● Exercise brief
Print everything from "Several shorter intervals" down to "dominant cooling trend." in the Cainozoic climate passage below, word for word.

Several shorter intervals of cooling and warming
are imposed on this major cooling phase, including the sharp decline of
temperatures at the boundary of the
Eocene-Oligocene,
as well as during the late Middle
Miocene, and
warming phases that occurred in the Eocene, which have been suggested to
have possibly been related to an enhanced greenhouse effect that was the
result of increased CO2 levels. The spread of temperate
vegetation to high latitudes near the poles is the best documentation of
these warming phases. It remains difficult to resolve the temperature
ranges that have been interpreted from the continental floral and ocean
isotope records, though both reveal the dominant cooling trend.
Continental temperatures that have been derived from plant assemblages
are generally somewhat higher than those derived from ocean isotopes. In
the climate history of the Tertiary, tectonic events have also played an
important role, particularly uplifting changing topography and changes
in the circulation of the ocean. According to Frakes et
al. the dynamics of the
Tertiary climate have been modelled (Barron, 1983) with the aim of
examining if changes to palaeogeography, such as the Tibetan Plateau
uplift or the expansion of the
Pacific, was the
principal cause of the cooling trend, as has been proposed previously
(Frakes & Kemp, 1972; Barron, Sloan & Harrison, 1980). It is suggested
by the modelling results, however, that the long-term cooling trend
probably resulted from the interaction of a series of events, including
the opening of ocean gateways and the development of new ocean currents,
as well as variation in the concentrations of
Atmospheric CO2. Several cycles of various orders have
been recognised because of the large amount of detailed data available
for the Cainozoic. The Cool
Mode of the late Cainozoic – Late Miocene to Holocene Major palaeoclimatic and palaeoceanographic events
occurred in the late Cainozoic. The latest part of the Miocene was the
most critical time with a number major events occurring:
·
Ocean surface waters cooled globally at
middle and high latitudes;
·
Cold
Antarctic waters
migrated northwards;
·
The
Antarctic ice sheet expanded;
·
There was a major fall in sea level;
·
The Mediterranean Basin was isolated and
desiccated;
·
Carbon isotopes trended towards lighter
isotopes. Major warming and major sea level rise occurred in
the Early
Pliocene,
which was followed in the Late Pliocene by a deterioration of the
climate and a gradual intensification of
glaciation in the
Northern hemisphere which led in the Late
Pleistocene
to climate changes that are visible in the 100,000 year cycle. The most
complete record for defining global change during development of a Cool
Mode, especially as it relates to glacial cyclicity that is orbitally
driven, is available for the late Cainozoic. Climate
Change – Causes and chronology Frakes et
al.,
say seeking the cause of climate change is exciting and difficult, as is
shown by the long history of enquiry and the scarcity of firm
conclusions. Frakes et
al.

● Supplied records
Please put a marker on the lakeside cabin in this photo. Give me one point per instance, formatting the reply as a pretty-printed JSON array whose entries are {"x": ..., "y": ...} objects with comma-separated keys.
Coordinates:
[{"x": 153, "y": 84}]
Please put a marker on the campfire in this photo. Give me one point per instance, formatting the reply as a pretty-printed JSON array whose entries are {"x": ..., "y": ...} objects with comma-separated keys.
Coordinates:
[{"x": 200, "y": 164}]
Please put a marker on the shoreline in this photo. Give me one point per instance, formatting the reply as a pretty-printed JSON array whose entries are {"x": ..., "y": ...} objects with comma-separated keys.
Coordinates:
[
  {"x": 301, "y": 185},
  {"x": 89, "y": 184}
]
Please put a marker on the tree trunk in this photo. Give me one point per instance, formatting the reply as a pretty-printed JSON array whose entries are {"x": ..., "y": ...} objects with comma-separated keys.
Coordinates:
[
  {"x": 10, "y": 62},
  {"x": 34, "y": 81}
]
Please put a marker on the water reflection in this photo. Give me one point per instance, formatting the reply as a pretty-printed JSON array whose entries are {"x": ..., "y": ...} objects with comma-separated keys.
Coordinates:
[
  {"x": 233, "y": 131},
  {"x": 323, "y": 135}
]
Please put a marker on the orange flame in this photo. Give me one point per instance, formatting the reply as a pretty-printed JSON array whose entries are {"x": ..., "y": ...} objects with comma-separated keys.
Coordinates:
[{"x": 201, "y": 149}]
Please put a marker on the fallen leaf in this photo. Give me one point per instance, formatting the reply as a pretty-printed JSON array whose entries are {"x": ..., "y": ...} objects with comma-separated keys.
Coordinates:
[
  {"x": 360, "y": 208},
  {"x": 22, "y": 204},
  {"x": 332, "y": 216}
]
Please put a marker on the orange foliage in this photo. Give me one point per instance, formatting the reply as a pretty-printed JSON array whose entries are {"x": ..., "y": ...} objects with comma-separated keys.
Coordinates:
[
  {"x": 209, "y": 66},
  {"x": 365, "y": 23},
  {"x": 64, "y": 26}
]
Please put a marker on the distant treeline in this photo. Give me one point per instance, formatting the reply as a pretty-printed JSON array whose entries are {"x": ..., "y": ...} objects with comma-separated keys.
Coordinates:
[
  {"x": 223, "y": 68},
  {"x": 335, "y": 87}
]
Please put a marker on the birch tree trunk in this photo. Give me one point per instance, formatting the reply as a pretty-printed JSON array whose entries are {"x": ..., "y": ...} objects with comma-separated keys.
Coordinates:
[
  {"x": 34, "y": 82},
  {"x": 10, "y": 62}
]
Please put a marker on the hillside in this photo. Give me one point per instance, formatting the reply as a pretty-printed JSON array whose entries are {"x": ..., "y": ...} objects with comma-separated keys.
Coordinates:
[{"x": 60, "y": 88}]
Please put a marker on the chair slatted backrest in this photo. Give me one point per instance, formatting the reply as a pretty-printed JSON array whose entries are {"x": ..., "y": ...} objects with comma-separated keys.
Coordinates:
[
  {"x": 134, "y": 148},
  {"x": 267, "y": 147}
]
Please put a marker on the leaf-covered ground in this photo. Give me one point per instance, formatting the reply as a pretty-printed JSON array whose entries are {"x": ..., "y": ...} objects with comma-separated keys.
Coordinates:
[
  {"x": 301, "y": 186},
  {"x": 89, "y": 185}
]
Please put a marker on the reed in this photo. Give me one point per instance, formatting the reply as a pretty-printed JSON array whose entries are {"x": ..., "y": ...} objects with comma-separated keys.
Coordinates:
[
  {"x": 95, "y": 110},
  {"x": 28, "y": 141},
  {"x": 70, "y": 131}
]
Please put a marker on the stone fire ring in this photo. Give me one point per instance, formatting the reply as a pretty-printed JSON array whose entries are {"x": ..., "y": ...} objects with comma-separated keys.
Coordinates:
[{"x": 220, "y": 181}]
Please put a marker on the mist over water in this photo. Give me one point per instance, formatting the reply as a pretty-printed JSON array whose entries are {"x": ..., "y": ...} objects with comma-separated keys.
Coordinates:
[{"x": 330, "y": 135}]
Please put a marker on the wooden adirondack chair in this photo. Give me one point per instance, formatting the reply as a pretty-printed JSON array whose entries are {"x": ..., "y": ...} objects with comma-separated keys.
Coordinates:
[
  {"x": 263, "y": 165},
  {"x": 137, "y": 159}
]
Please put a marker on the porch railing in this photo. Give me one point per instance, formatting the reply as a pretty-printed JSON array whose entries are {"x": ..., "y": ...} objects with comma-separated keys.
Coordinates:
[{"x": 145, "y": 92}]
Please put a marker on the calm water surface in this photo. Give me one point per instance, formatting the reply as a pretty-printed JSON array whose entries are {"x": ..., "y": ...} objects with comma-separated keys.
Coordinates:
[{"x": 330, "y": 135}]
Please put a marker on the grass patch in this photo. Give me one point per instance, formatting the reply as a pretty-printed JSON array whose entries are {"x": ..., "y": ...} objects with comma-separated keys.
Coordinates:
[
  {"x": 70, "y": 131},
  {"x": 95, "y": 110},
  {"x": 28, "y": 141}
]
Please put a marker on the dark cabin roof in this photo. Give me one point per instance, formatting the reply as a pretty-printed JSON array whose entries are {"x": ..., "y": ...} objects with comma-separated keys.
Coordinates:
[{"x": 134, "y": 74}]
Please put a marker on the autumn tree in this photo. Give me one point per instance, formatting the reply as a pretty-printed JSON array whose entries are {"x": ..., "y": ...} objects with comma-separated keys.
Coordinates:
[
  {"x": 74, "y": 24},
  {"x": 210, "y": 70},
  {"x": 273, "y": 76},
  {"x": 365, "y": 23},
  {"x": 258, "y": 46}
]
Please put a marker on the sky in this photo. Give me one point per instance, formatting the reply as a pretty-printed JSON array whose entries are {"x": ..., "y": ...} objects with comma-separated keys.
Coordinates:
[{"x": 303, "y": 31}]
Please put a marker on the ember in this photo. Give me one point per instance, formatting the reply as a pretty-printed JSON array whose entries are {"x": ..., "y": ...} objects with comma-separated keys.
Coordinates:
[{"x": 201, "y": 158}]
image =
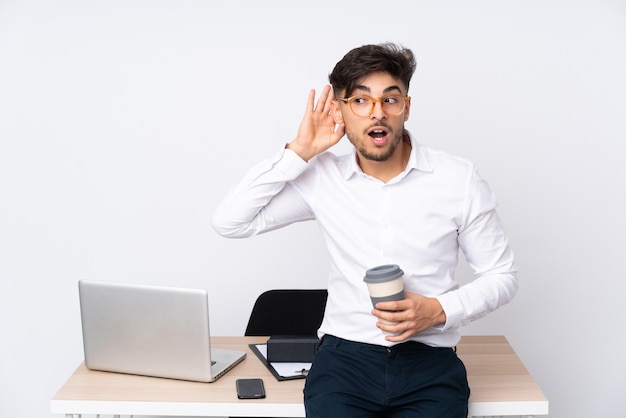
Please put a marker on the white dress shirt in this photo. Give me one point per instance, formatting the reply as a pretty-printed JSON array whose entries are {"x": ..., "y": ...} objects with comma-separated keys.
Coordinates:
[{"x": 418, "y": 220}]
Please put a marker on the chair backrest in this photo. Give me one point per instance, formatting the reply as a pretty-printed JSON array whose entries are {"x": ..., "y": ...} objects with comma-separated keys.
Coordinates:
[{"x": 287, "y": 312}]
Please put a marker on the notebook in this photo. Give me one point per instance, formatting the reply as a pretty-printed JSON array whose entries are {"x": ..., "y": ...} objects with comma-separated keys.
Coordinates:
[{"x": 150, "y": 330}]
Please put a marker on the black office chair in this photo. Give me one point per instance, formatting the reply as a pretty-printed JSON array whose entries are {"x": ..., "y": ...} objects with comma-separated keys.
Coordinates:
[{"x": 287, "y": 312}]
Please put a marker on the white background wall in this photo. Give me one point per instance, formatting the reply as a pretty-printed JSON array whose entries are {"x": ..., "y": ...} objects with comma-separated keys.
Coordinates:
[{"x": 122, "y": 124}]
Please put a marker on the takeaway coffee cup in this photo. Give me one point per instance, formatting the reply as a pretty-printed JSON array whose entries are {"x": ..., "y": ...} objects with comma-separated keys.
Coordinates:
[{"x": 385, "y": 283}]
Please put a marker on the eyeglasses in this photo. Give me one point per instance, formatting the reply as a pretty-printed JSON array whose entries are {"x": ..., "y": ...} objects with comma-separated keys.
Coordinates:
[{"x": 364, "y": 105}]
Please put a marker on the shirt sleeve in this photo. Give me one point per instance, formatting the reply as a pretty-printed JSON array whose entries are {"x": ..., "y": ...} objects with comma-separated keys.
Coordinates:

● Exercise response
Several shorter intervals of cooling and warming
are imposed on this major cooling phase, including the sharp decline of
temperatures at the boundary of the
Eocene-Oligocene,
as well as during the late Middle
Miocene, and
warming phases that occurred in the Eocene, which have been suggested to
have possibly been related to an enhanced greenhouse effect that was the
result of increased CO2 levels. The spread of temperate
vegetation to high latitudes near the poles is the best documentation of
these warming phases. It remains difficult to resolve the temperature
ranges that have been interpreted from the continental floral and ocean
isotope records, though both reveal the dominant cooling trend.